• _SET PROBLEM_
Quote the listing below in full and exactly as written, but omit every picture.

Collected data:
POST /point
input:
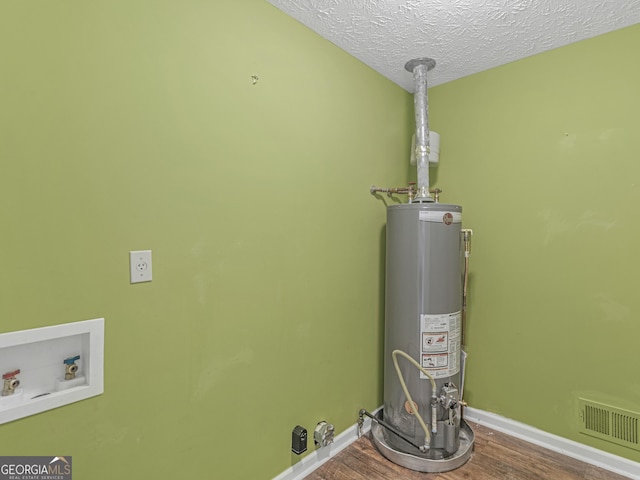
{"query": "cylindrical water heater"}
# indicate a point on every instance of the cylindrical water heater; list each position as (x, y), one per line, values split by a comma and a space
(423, 317)
(421, 426)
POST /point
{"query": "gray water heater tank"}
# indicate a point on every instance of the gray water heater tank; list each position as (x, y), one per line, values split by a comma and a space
(423, 316)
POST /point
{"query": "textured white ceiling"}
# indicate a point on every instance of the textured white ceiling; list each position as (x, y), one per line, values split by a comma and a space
(463, 36)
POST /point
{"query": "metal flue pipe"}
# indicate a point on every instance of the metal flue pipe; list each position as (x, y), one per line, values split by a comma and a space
(419, 67)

• _RESULT_
POST /point
input:
{"query": "cylindrical water heater"}
# indicate a point on every instance of the cylindrical water heater; list each position as (x, y), one per line, values split by a comma and a space
(423, 317)
(421, 426)
POST /point
{"query": "gray water heater tank"}
# indicate a point on every instance of the gray water heater tank; list each position as (x, y), one per line, values split by a comma and a space
(423, 316)
POST /point
{"query": "textured white ceiling"}
# indicate a point on every instance of the textured white ceiling; list each position as (x, y), one per line, values split by a comma and a space
(463, 36)
POST /point
{"query": "metal flue pipe"}
# indicate a point on every instance of the metal flue pipe; list each position as (x, y), one per line, values split by a comma and a space
(419, 67)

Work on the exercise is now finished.